→ **TEXT SHOWN**
General information
- Dates: 20 April 2015 (main draft) 22 July 2015 (mini-draft)
- Time: 7:00pm (main draft) 12:00pm (mini-draft)
- Location: Docklands Stadium, Victoria (main draft) AFL House, Victoria (mini-draft)

Overview
- League: AFL Women's
- First selection: Emma King (Western Bulldogs)

= 2015 AFL women's draft =

Third women's draft organised by the Australian Football League

The 2015 AFL women's draft was an opportunity for Melbourne and the Western Bulldogs to select players for the Hampson-Hardeman Cup. It consisted of a draft before the first match, held on 20 April and including 34 picks, and a mini-draft before the second match, held on 22 July and including 10 picks. Before the first match, teams were permitted to retain six players from their 2013 squads, and completed their lists through the draft. Coastal Titans ruck Emma King was selected by the Bulldogs with the first pick.

→ **ROWS**

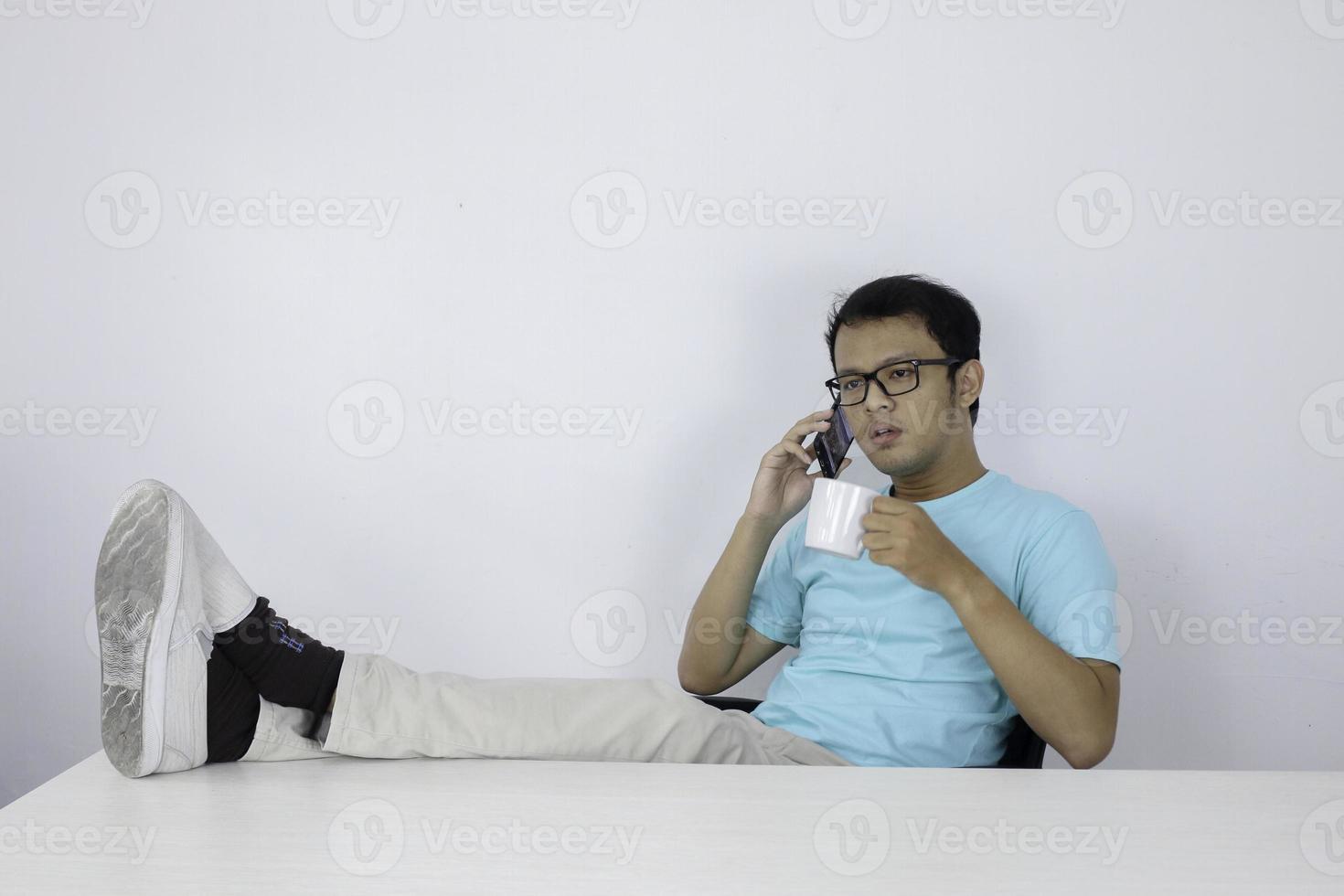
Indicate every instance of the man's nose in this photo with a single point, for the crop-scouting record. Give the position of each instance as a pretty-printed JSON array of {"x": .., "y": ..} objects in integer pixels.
* * *
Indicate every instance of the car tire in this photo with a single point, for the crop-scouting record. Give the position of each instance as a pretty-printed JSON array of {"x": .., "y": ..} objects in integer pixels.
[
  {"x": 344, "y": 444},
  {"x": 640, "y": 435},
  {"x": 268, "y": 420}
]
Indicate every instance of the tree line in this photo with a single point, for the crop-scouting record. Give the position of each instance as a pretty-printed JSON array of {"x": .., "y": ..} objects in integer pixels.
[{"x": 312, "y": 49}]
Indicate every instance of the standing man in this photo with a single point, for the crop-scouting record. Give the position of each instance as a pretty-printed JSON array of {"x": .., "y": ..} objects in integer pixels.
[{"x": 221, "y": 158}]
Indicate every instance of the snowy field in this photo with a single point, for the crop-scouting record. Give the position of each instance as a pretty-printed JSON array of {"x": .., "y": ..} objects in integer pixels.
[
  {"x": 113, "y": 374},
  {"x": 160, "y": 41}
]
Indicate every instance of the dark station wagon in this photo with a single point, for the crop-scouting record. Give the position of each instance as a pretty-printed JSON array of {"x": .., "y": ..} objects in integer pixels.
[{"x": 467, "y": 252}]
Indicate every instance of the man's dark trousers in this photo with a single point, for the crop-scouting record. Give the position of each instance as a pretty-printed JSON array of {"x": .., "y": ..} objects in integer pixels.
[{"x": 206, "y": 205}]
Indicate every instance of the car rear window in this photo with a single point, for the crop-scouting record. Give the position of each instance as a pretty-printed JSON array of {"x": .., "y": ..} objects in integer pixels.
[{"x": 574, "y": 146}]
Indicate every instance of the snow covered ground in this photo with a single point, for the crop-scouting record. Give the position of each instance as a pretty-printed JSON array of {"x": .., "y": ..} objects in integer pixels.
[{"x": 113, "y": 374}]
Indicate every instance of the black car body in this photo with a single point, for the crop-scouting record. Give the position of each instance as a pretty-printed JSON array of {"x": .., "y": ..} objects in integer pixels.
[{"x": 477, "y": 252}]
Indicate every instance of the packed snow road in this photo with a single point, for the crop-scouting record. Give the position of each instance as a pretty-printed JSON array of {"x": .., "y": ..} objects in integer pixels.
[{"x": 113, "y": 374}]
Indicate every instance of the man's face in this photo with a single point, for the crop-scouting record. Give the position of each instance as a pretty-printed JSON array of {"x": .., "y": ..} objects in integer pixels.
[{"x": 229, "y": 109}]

→ **AIM OF THE EXERCISE**
Translate this sentence from the text on the 2015 AFL women's draft into Spanish: "Before the first match, teams were permitted to retain six players from their 2013 squads, and completed their lists through the draft."

→ **FULL OUTPUT**
Antes del primer partido, se permitió a los equipos conservar a seis jugadoras de sus planteles de 2013, y completaron sus listas mediante el draft.